▸ Input data:
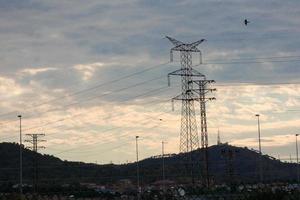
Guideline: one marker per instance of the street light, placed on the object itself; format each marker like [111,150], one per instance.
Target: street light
[21,165]
[259,146]
[298,176]
[137,167]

▸ About this exercise: With the pictures excluded, restate the material exactly as it stands.

▸ Answer box:
Guideline: one marker per instance of the street light, placed on the object itself; format each marker like [111,150], one per instance.
Target: street light
[21,165]
[259,146]
[298,176]
[137,167]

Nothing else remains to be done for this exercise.